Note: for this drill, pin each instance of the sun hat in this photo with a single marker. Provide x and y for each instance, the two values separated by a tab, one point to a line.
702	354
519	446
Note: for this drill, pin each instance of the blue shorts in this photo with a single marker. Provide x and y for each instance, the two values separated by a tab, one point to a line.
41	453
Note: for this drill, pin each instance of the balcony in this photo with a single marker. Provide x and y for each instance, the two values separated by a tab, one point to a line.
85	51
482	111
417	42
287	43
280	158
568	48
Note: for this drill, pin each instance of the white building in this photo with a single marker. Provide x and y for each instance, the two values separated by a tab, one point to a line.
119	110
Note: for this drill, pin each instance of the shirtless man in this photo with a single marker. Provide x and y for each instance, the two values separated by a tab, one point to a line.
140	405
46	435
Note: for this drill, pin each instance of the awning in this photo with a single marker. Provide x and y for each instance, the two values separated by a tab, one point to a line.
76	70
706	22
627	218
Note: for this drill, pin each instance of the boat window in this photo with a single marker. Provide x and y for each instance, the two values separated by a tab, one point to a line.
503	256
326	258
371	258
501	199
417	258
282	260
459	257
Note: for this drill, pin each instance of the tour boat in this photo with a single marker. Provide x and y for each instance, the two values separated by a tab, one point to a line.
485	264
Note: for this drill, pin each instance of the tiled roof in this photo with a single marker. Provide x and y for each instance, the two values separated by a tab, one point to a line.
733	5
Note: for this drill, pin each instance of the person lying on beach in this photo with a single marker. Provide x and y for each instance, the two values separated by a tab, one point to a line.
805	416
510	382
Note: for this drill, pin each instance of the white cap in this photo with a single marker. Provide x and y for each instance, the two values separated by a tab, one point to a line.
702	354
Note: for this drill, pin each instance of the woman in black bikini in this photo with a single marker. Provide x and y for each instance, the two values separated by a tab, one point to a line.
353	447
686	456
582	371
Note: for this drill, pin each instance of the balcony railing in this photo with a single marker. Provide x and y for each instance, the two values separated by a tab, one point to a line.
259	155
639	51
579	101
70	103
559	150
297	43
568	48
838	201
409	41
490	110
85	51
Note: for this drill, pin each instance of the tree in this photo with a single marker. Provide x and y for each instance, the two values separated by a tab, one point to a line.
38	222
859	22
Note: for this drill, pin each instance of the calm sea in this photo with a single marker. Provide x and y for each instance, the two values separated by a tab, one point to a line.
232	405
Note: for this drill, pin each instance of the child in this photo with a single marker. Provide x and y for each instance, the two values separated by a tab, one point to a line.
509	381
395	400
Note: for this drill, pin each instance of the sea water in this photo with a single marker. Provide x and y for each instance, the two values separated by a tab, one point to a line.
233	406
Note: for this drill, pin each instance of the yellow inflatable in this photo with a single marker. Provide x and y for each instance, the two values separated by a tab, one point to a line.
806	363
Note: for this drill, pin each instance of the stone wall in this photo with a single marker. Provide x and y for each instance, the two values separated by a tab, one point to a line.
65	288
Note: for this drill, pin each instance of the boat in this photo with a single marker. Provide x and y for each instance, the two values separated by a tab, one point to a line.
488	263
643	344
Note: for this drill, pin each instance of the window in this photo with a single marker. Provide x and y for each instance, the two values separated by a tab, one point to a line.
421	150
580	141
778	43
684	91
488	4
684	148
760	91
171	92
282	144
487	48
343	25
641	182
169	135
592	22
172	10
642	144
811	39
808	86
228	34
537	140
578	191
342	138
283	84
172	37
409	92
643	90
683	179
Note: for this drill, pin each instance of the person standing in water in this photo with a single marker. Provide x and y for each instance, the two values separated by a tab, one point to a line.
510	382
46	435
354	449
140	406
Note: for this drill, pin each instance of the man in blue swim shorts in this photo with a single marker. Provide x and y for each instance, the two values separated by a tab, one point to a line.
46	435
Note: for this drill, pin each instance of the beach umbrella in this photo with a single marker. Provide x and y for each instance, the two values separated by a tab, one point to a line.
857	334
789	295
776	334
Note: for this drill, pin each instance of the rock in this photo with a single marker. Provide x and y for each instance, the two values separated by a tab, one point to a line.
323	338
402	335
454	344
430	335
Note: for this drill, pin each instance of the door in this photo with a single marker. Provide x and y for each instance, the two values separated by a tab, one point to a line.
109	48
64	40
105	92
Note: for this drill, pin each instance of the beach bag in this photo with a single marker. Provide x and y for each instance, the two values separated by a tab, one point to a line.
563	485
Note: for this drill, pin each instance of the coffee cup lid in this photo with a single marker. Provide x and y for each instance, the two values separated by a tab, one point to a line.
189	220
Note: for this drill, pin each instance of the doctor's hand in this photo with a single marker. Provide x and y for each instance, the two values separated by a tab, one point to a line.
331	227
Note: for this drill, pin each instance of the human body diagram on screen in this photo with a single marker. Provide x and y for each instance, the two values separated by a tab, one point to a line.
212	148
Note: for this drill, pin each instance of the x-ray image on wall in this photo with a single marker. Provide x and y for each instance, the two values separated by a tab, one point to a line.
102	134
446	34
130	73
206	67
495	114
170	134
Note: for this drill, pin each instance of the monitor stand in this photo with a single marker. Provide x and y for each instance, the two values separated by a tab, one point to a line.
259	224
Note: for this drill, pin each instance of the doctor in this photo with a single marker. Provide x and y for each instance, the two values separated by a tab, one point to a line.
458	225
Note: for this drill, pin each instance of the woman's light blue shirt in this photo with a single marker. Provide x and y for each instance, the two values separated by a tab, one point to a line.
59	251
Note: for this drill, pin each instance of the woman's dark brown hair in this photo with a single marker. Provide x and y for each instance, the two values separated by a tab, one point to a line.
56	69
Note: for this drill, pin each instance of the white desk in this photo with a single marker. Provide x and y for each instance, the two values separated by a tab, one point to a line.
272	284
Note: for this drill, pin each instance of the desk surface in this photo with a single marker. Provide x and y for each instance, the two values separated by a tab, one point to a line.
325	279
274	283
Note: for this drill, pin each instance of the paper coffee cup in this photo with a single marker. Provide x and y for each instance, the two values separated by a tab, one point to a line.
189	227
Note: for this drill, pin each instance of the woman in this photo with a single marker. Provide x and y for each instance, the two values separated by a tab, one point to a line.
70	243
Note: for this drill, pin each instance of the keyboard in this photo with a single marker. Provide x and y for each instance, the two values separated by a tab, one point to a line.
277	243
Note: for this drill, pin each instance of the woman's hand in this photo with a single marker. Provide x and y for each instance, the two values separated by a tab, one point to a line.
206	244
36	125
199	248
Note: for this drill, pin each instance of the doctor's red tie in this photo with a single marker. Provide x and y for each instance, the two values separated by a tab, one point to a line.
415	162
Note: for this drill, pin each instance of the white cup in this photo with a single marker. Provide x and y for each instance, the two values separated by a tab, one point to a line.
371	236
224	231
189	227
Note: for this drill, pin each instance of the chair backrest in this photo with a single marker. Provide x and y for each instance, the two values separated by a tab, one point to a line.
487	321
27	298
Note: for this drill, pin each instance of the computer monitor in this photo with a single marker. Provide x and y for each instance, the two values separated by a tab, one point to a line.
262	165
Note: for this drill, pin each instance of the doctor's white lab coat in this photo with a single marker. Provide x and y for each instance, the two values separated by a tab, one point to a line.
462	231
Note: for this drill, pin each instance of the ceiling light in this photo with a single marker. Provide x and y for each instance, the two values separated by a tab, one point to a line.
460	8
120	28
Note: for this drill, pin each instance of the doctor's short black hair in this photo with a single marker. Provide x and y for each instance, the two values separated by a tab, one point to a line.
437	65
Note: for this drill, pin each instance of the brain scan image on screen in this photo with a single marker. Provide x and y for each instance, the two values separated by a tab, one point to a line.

-- OBJECTIVE --
Exactly as they are written, print the entries again.

-- FULL ANSWER --
Note: for this drill, pin each instance of the sun hat in this photo with a single marker. Provide x and y for each instance, the two values separated by a tab, one point to a line.
702	354
519	446
Note: for this drill, pin each instance of the blue shorts in this photo with a single marker. Provide x and y for each instance, the two values separated by a tab, one point to a line.
41	453
Note: for this drill, pin each instance of the balcony in this photo with a single marker. Provide x and y for each instance, the two values separated by a tab, one point to a line.
85	51
482	111
417	42
287	43
280	158
568	48
Note: for this drill, pin each instance of the white building in this photo with a single marker. Provide x and y for each instance, the two values separated by a tab, one point to a line.
119	110
Note: for this drill, pin each instance of the shirtless man in this photo with a single marker. Provide x and y for each instance, the two values separated by a tab, one point to a line.
140	405
46	435
Note: for this drill, pin each instance of the awning in this photo with a single marker. Provide x and y for each instance, the two values separated by a tab, one point to a line.
76	70
706	22
627	218
Note: for this drill, pin each instance of the boat window in this photo with a single marker. Provide x and y for each instance, the two values separated by a tab, one point to a line.
503	256
326	258
371	258
501	199
417	258
282	260
459	257
Note: for this drill, pin each instance of the tour boat in this photo with a single marker. Provide x and y for each instance, the two values separated by a tab, one point to a line.
485	264
Note: for this drill, pin each instance of the tiled roof in this photo with a single marker. Provide x and y for each instance, the two values separated by a tab, one point to a line.
733	5
Note: for this drill, pin each instance of the person lying on beach in this photo with a single marker. Provide x and y for each instance, the two values separated by a tab, one point to a line.
805	416
510	382
Note: for this drill, pin each instance of the white cap in this photo with a single marker. Provide x and y for each instance, the two values separated by a tab, one point to a line.
702	354
Note: for this drill, pin each instance of the woman in black bikini in this photo with a single marker. Provide x and y for each instance, the two values separated by a tab, one point to a line.
353	447
686	456
582	371
Note: for this drill, pin each instance of the balcony railing in this photo with a single marker. Provide x and y for each instance, the two values separated by a tab, one point to a line.
259	155
639	51
579	101
70	103
559	150
297	43
568	48
838	201
409	41
490	110
85	51
Note: for this drill, pin each instance of the tree in this photo with a single marker. Provide x and y for each instance, the two values separated by a tab, one point to a line.
38	222
859	22
Note: for this drill, pin each instance of the calm sea in this photo with a single marker. Provide x and y for each instance, the two values separated by a tab, one point to a line.
232	405
Note: for this drill, pin each instance of the child in this photo with a single marker. Provide x and y for each instance, the two values separated by a tab, one point to a line.
509	381
395	400
Note: for this drill, pin each instance of the sea water in this photo with a single marker. Provide x and y for each instance, the two values separated by a tab, one point to a line.
233	406
Note: for this drill, pin each instance of the yellow inflatable in this photo with a single marker. Provide x and y for each instance, the two values separated by a tab, one point to a line.
806	363
Note: for this drill, pin each instance of the stone wall in this photo with a single marker. Provide x and y for each instance, the two values separated by a tab, one point to a line.
65	288
Note: for this drill, pin each instance of the boat in this photo with a single marker. Provide x and y for each instance, the two values separated by a tab, one point to a line.
488	263
643	344
Note: for this drill, pin each instance of the window in this photo with a single marker. Provide x and y for each instance, the two values separated by a tab, one point to a line.
421	150
580	141
778	43
684	91
488	4
684	148
760	91
171	92
282	144
487	48
343	25
641	182
169	135
592	22
172	10
642	144
811	39
808	86
228	34
537	140
578	191
342	138
283	84
172	37
409	92
643	90
683	179
Note: for this drill, pin each instance of the person standing in water in this photo with a single marker. Provide x and y for each instance, the two values separated by a tab, one point to a line.
510	382
46	435
354	449
140	406
Note: for this drill, pin each instance of the man in blue swim shorts in this photo with a single marker. Provide x and y for each instance, the two values separated by a tab, one point to a line.
46	435
Note: for this drill, pin each instance of the beach umbrella in this photo with a single marker. Provide x and y for each instance, the two values separated by a tab, one point to a line.
857	334
789	295
776	334
Note: for this drill, pin each instance of the rock in this photo with a single marker. Provide x and y for each instance, the two values separated by a tab, one point to a line.
323	338
402	335
454	344
430	335
Note: for this drill, pin each instance of the door in this photo with a single marker. Provide x and y for each instance, the two values separated by a tab, one point to a line.
109	48
64	40
105	92
Note: for this drill, pin each instance of the beach bag in this photo with a single marker. Provide x and y for each instance, the two values separated by a tab, one point to a line.
563	485
Note: for this drill, pin each instance of the coffee cup lid in this photo with a single marker. Provide x and y for each instance, the two values separated by a tab, one point to a line.
189	220
Note: for this drill, pin each instance of the doctor's hand in this photo with a single marker. Provide x and y for each instance, the two values separated by a tab, one point to a line.
331	227
Note: for this drill, pin each instance of the human body diagram on screen in this photo with a single marker. Provide x and y for each instance, the two values separated by a tab, one point to a line.
212	148
Note: for this drill, pin each instance of the x-ray image on wall in this photo with a single marker. Provide x and y for each instance, the two values separated by a tab, one point to a line.
102	134
446	34
130	73
206	67
495	114
170	134
Note: for this drill, pin each instance of the monitor stand in this photo with a single marker. Provide x and y for each instance, the two values separated by a tab, one point to a line.
259	224
Note: for this drill, pin each instance of the doctor in this photo with a single marker. Provide x and y for each instance, the two values separated by a tab, one point to a line.
458	225
Note: for this drill, pin each instance of the woman's light blue shirt in this photo with a single marker. Provide x and y for each instance, the two values separated by a tab, one point to a line.
59	251
Note: for this drill, pin each instance of the woman's dark brown hair in this photo with a single marker. Provide x and y for each instance, the two values separated by a tab, one point to a line.
56	69
Note: for this drill, pin each instance of the white desk in this photo with a single marker. Provide x and y for each instance, the two values separated by a tab, one point to a line.
272	284
Note: for this drill, pin each instance of the desk surface in this photo with a single marker. Provide x and y for each instance, the two values separated by a tab, one point to a line.
325	279
274	283
Note: for this drill, pin each instance of the paper coffee cup in this photo with a single marker. Provide x and y for each instance, the two values separated by a tab, one point to a line.
189	227
Note: for this drill, pin each instance of the woman in this photo with a single marker. Provide x and y for each instance, the two values separated by a tab, one point to a line.
70	243
Note: for this drill, pin each instance of the keyboard in this photo with a single marker. Provide x and y for each instance, the two values separated by a tab, one point to a line.
277	243
Note: for this drill, pin each instance of the woman's hand in this photo with a single marker. Provide x and y for each instance, the two values separated by a tab, one point to a line.
206	244
36	125
199	248
Note: for this drill, pin each instance of the doctor's red tie in this photo with a single marker. Provide x and y for each instance, the two values separated by a tab, one point to a line.
415	162
Note: for this drill, pin each instance of the white cup in this photo with a single marker. Provide x and y for each instance, the two values separated by a tab, one point to a line.
371	236
224	231
189	227
Note: for this drill, pin each instance of the chair backrest in this photo with a single marker. Provide x and y for each instance, the two values separated by a tab, one point to a line.
487	321
27	298
Note: for this drill, pin each instance of the computer monitor in this photo with a single marker. Provide x and y for each instance, the two values separated by a tab, one point to a line.
262	165
Note: for this drill, pin each instance of the doctor's white lab coat in this photo with a single marker. Provide x and y for each instance, the two values separated by a tab, one point to a line.
462	231
Note: for this drill, pin each instance of the ceiling light in this photo with a single marker. Provide x and y for each instance, the two values separated by a tab, one point to a line.
460	8
120	28
Note: for this drill, pin each instance of the doctor's short black hair in this photo with a single marker. Provide x and y for each instance, the two values separated by a tab, one point to a line.
437	65
Note: for this drill, pin each instance of the brain scan image on screen in this photo with a single marker. Provide x and y for each instance, the two values separated by a tab, one point to a line.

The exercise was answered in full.